──────── Provided data

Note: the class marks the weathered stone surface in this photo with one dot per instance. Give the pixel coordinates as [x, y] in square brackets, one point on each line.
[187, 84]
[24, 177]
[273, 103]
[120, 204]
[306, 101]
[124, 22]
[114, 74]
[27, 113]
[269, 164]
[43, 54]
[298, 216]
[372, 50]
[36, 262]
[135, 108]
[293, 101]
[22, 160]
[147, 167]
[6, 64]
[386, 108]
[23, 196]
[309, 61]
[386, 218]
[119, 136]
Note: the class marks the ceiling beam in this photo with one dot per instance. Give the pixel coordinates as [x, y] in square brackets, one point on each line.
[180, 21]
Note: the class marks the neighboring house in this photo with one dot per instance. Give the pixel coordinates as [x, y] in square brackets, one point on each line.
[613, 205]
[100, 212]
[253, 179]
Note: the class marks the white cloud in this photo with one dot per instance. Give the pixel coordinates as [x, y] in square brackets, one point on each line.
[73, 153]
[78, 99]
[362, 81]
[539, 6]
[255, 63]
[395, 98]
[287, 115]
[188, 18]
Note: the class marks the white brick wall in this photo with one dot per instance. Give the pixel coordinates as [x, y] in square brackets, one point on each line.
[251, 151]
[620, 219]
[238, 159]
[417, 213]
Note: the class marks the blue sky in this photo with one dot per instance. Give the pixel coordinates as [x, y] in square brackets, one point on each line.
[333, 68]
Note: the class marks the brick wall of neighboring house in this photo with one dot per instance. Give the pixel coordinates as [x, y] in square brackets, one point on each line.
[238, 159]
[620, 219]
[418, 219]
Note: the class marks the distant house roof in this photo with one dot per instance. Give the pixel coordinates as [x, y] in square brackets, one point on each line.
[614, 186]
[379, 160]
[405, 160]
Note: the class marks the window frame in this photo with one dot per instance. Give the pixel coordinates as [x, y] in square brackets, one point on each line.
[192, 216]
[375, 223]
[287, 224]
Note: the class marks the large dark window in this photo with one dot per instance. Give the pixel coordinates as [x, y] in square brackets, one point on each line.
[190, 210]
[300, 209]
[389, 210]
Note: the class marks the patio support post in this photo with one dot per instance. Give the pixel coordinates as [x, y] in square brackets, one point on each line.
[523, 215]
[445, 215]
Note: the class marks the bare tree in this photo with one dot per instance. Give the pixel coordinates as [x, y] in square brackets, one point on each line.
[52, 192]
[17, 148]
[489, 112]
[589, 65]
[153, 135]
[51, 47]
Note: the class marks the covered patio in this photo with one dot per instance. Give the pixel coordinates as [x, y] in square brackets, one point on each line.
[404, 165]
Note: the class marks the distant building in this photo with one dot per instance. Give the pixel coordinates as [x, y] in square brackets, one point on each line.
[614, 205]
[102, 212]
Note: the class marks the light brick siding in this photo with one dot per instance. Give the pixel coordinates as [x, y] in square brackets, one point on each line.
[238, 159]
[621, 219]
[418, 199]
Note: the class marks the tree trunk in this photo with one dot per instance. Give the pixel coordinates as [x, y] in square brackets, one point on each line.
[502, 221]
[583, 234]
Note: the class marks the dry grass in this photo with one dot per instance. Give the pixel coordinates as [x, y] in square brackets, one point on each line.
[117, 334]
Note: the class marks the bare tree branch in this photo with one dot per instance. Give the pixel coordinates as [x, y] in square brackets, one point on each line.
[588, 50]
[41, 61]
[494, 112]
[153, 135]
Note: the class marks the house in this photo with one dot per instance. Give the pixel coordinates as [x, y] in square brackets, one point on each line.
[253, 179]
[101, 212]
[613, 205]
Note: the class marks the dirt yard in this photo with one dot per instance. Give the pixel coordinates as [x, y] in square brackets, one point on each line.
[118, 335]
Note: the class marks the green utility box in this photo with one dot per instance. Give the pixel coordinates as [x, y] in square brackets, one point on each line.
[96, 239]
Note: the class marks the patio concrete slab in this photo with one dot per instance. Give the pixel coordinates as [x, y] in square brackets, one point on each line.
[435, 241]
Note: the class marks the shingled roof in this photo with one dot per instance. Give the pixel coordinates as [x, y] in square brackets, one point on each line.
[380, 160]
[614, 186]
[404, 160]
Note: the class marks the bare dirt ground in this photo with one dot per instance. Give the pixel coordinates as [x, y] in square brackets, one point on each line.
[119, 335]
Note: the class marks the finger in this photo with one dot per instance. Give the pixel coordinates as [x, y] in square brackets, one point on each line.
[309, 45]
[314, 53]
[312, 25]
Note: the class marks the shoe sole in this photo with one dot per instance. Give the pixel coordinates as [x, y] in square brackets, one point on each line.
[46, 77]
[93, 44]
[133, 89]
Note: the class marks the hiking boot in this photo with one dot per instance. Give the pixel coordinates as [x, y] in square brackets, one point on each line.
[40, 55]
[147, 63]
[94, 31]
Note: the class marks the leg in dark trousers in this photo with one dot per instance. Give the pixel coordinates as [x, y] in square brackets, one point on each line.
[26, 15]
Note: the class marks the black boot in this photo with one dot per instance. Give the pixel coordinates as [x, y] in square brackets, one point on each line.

────────────────

Write out the material exactly as given.

Note: the class marks the weathered stone surface in this photo with one dot per instance. Give the pixel coordinates as [x, y] in square brackets, one point on each line.
[187, 84]
[24, 177]
[273, 103]
[120, 204]
[306, 101]
[124, 22]
[114, 74]
[27, 113]
[269, 164]
[43, 54]
[298, 216]
[372, 50]
[36, 262]
[135, 108]
[293, 101]
[22, 160]
[147, 167]
[6, 64]
[386, 108]
[23, 196]
[309, 61]
[386, 218]
[119, 136]
Note: the class marks the ceiling beam in this photo with one dot per instance. Give the pixel coordinates as [x, y] in square brackets, one point on each line.
[180, 21]
Note: the class marks the neighboring house in this photo with one dot per instance. Give the pixel coordinates as [x, y] in square brackets, one point on each line.
[613, 205]
[100, 212]
[253, 179]
Note: the class marks the white cloud in this photo with one dot per instance. Give the pixel coordinates as [x, y] in square brackets, one point on each line.
[73, 153]
[78, 99]
[362, 81]
[539, 6]
[255, 63]
[395, 98]
[287, 115]
[188, 18]
Note: the class marks the white brick wall in this photo with one dot per instance. Give the pixel coordinates as [x, y] in square brackets, one point on each line.
[251, 151]
[620, 219]
[238, 159]
[417, 213]
Note: the class marks the blue sky in this photo with one dot per instance. Give the pixel coordinates as [x, y] in square brackets, one point on each line.
[333, 68]
Note: the class marks the brick wall of neighboring house in this photo with one dot per instance. Give the pixel coordinates as [x, y] in square brackets, one point on each line.
[238, 159]
[620, 219]
[418, 219]
Note: the class marks the distant house roof in this photo with one dot per instance. Give the pixel coordinates as [x, y] in square brackets, one point on each line.
[614, 186]
[379, 160]
[405, 160]
Note: the class marks the window frame in this photo with one dot per instance. Give the pixel coordinates as [x, y] in square brackets, one point on each line.
[192, 216]
[375, 223]
[287, 224]
Note: the class marks the large dark window in this photo with one dot per instance. Give the pixel coordinates as [x, y] in square brackets, one point on each line.
[190, 210]
[300, 209]
[389, 210]
Note: the class marks the patio support post in this photo with one dot per instance. Give the pixel coordinates as [x, y] in square brackets, one point on each line.
[523, 215]
[445, 215]
Note: the class marks the bare tree in this photo with one dot per instance. Give the pixel coordinates as [x, y] in square brackets, one point on each line.
[52, 192]
[17, 148]
[489, 112]
[589, 65]
[153, 135]
[51, 47]
Note: the class marks the covered patio in this photo with one dot per instance. Give the pixel coordinates as [x, y] in square brackets, one point on each line.
[404, 165]
Note: the class marks the distant building in this photo with one dot per instance. Give the pixel coordinates as [x, y] in square brackets, one point on each line.
[614, 205]
[102, 212]
Note: the class marks the light brick siding in this photo with one dot per instance. Give the pixel coordinates as [x, y] in square brackets, one point on each line.
[238, 159]
[621, 219]
[418, 199]
Note: the class marks the tree trunk in this photo with one dot per instance. Give the pixel coordinates as [x, y] in square brackets, one point on each line.
[502, 221]
[583, 234]
Note: the class marks the dry grass in this photo with one dot per instance. Give the pixel coordinates as [x, y] in square brackets, one point on each line.
[117, 334]
Note: the class marks the bare tree branch in this photo with one dot per instance. Give the pixel coordinates as [x, y] in square brackets, one point on each line.
[588, 50]
[41, 61]
[494, 112]
[153, 135]
Note: the class marks the house in this photo with one dot per instance. Give the pixel coordinates as [x, y] in square brackets, one point on each line.
[253, 179]
[101, 212]
[613, 205]
Note: the class marks the dirt yard in this photo with one dot per instance. Give the pixel coordinates as [x, y] in square brackets, one point on each line.
[118, 335]
Note: the class marks the green utility box in this photo with one dot per instance. Give the pixel coordinates as [x, y] in square brackets, one point on each line.
[96, 239]
Note: the class marks the patio concrete slab in this photo with one dot per instance. Give the pixel coordinates as [x, y] in square brackets, one point on each line.
[435, 241]
Note: the class marks the shingled roof in this photo with one dot per instance. Give the pixel coordinates as [x, y] in square brackets, one point on each line.
[380, 160]
[614, 186]
[404, 160]
Note: the class marks the bare dirt ground in this photo with one dot per instance. Give the pixel coordinates as [x, y] in square brackets, one point on each line.
[119, 335]
Note: the class marks the finger in this photo with one dot per instance. Give the pixel coordinates as [x, y] in square brackets, one point on each line.
[309, 45]
[314, 53]
[312, 25]
Note: the class marks the shoe sole in this photo with one dot per instance. Give the pixel coordinates as [x, y] in square brackets, one point on each line.
[46, 77]
[93, 44]
[133, 89]
Note: the class marks the hiking boot in this photo with one dot per instance. Give the pixel coordinates as [x, y] in square brackets, one point on each line.
[40, 55]
[147, 63]
[94, 31]
Note: the class marks the leg in dark trousers in this photo with one dot per instance. Give the pixel coordinates as [x, y] in square brackets, one point on each line.
[26, 15]
Note: the class marks the black boot in this photo with one dot per instance. Give the pixel coordinates as [x, y] in square brackets, one point on each line.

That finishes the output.